Stored records.
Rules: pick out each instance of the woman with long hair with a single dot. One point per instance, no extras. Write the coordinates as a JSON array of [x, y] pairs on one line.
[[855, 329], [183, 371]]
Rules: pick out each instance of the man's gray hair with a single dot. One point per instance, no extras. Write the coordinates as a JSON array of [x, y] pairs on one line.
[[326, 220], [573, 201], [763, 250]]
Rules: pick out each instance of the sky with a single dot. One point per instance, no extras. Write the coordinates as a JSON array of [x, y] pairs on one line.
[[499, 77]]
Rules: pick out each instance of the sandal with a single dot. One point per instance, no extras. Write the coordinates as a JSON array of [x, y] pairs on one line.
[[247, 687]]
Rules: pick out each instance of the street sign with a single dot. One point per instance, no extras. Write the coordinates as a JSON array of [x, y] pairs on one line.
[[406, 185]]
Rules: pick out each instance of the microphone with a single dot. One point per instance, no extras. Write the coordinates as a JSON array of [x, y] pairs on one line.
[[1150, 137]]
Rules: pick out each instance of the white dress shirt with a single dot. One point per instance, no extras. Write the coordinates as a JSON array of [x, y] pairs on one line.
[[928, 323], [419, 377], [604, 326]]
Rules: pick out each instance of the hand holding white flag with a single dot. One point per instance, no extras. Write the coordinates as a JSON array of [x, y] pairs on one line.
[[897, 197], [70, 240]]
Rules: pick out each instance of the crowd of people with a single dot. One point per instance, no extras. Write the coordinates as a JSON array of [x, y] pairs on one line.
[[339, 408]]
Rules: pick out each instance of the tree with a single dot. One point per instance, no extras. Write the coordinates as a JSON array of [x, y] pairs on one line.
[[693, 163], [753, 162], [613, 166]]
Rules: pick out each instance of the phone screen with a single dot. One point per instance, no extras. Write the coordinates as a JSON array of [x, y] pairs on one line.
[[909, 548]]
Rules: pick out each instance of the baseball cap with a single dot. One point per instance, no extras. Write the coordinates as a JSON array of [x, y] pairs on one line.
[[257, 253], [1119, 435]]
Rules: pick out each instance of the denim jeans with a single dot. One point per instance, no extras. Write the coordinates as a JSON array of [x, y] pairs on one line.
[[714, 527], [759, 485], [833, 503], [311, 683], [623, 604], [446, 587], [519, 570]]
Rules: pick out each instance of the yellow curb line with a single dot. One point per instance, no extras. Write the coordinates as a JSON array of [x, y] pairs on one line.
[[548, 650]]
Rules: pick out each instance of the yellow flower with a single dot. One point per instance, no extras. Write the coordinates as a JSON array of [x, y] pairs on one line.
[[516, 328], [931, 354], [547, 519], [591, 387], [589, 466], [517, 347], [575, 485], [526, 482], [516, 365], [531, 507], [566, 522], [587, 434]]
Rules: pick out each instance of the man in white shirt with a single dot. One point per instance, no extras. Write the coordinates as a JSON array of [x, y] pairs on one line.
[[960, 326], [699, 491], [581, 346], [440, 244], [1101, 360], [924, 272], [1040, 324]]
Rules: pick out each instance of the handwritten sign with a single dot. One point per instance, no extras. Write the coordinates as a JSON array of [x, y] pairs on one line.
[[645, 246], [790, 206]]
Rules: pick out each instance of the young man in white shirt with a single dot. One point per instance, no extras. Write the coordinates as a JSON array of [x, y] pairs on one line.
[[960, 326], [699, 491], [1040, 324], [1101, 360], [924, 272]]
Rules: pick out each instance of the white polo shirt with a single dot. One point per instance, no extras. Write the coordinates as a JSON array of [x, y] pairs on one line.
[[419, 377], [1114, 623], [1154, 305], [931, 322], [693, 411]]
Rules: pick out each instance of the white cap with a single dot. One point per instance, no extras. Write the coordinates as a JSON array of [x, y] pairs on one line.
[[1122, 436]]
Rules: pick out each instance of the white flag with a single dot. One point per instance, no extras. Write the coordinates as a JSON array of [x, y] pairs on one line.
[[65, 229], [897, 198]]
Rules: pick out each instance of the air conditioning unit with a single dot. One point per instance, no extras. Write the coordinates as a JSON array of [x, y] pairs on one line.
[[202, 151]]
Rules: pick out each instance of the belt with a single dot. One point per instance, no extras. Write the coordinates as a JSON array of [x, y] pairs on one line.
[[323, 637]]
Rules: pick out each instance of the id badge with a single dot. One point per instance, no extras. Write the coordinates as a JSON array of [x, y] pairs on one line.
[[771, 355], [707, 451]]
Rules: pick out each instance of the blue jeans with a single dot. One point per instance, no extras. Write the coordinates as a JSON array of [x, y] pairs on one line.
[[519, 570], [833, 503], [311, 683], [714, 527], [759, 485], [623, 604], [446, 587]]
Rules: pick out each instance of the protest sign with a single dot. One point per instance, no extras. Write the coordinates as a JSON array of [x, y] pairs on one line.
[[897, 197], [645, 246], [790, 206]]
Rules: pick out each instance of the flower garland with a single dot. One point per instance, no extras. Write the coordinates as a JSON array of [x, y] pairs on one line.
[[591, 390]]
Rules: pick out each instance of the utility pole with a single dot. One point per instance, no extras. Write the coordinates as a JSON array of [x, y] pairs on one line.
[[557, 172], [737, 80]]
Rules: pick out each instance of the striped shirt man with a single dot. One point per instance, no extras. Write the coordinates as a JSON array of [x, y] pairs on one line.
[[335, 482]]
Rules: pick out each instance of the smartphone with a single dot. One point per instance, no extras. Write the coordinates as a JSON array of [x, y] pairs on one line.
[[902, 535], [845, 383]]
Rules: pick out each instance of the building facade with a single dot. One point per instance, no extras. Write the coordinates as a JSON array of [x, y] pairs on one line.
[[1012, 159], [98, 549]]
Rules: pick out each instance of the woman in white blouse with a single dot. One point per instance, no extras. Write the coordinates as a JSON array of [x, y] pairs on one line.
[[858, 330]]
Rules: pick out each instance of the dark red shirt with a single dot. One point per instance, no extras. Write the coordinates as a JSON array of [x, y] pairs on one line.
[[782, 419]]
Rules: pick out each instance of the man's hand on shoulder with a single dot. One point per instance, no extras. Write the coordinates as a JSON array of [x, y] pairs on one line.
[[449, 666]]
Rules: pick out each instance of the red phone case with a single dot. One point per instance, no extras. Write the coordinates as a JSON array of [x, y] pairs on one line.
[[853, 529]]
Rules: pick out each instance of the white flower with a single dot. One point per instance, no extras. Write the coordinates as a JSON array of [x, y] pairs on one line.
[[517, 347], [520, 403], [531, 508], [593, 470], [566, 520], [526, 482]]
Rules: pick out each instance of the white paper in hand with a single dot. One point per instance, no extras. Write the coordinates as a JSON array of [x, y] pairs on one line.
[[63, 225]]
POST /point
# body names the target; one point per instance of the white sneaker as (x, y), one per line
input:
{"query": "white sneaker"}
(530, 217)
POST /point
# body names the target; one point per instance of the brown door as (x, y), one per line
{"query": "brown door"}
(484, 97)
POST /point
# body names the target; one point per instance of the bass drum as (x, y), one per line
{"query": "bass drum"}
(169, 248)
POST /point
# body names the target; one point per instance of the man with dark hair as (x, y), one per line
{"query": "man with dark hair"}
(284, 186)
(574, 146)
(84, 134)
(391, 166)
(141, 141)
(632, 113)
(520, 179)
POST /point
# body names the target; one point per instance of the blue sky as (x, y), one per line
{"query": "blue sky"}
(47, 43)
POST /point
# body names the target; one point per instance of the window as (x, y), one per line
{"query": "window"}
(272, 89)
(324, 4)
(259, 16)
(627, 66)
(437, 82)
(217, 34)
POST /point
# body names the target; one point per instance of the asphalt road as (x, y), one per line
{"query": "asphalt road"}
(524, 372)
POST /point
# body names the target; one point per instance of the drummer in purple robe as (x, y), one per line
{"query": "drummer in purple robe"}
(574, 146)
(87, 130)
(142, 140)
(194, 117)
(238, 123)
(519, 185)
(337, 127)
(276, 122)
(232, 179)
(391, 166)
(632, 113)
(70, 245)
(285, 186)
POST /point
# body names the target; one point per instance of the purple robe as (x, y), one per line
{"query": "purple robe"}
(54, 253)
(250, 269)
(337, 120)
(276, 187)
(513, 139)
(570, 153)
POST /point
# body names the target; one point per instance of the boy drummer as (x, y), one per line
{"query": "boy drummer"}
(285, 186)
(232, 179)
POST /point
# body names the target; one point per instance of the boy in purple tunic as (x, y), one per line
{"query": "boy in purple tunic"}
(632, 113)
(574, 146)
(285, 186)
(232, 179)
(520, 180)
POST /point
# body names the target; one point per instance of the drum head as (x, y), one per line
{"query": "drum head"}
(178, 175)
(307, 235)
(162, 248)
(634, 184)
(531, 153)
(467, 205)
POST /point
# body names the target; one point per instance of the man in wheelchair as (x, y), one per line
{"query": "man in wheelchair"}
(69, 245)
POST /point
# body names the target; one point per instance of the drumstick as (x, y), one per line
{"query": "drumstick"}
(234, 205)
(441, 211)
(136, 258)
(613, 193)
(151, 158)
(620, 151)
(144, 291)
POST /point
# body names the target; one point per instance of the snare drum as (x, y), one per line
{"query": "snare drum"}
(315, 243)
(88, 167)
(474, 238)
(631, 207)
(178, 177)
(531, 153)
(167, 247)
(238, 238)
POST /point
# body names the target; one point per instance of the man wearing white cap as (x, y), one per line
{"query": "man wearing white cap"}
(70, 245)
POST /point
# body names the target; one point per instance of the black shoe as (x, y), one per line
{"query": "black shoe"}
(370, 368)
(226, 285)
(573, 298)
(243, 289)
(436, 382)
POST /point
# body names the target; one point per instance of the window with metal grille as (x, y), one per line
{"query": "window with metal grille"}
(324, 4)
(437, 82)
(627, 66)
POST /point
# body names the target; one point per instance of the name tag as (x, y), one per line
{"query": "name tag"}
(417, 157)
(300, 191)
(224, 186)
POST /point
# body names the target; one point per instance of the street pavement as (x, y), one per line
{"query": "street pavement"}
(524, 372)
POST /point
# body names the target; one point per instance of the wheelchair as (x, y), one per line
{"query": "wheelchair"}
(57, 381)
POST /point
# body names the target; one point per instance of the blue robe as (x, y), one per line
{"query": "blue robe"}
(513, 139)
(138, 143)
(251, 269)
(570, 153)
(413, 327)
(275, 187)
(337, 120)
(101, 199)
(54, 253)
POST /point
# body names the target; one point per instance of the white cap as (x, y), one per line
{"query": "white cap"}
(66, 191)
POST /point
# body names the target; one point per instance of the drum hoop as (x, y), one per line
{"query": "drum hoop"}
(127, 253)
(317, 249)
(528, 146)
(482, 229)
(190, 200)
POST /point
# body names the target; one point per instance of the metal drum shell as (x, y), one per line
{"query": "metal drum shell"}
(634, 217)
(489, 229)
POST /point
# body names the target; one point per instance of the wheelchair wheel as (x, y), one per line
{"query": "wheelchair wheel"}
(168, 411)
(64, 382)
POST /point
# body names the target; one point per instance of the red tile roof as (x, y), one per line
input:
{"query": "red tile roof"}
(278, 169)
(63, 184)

Stated problem. Render as a numbered list the lines of the listing from the line containing "Rules: pick out each instance of the street" up to and including the line containing "587], [519, 570]]". Leave out any blank lines.

Task result.
1. Rules: pick out each instance of the street sign with a single dot. One point per instance, no extras. Write the coordinates as a JSON array of [x, y] pairs on one line.
2. [[406, 185]]
3. Rules: pick out each instance of the microphone with a single dot. One point per instance, no extras. Write the coordinates as a JSON array of [x, y] pairs on one line.
4. [[1150, 137]]
5. Rules: pick out each instance of the white dress shirt with a single dot. One point per instance, no extras. Write the coordinates as a JSON array of [x, y] pairs on one line.
6. [[928, 323], [419, 377], [604, 326]]
7. Rules: pick out each instance of the hand holding white flag with a single dot. One point per instance, no extras. Write the coordinates as a JSON array of [x, y] pairs on one line.
8. [[897, 197], [70, 240]]
9. Rules: pick out each instance of the crowd of people with a single dot. One point per instance, no extras. Write the coordinates as a JSON array of [x, y] pairs on one line.
10. [[339, 408]]
11. Rules: pick out each instance of the tree with a single dot. One point per instance, no extras. Write the coordinates as a JSON array of [x, y] pairs on one line.
12. [[693, 163], [753, 162], [613, 166]]
13. Rules: pick out each instance of the phone screen with a single dot. One point per instance, no extras. Write the coordinates as a JSON array of [x, y] pairs on one line.
14. [[909, 548]]
15. Rules: pick out each instance of the baseball cap with a single dot. One point per instance, no extras. Write the coordinates as a JSON array of [x, y] pairs on one line.
16. [[257, 253], [1119, 435]]
17. Rules: pick out each instance of the denim jeans with a single dot. One point per instance, no extras. Write the coordinates as a JSON array of [x, y] pairs on one line.
18. [[714, 527], [759, 485], [833, 503], [311, 683], [623, 604], [446, 587], [519, 570]]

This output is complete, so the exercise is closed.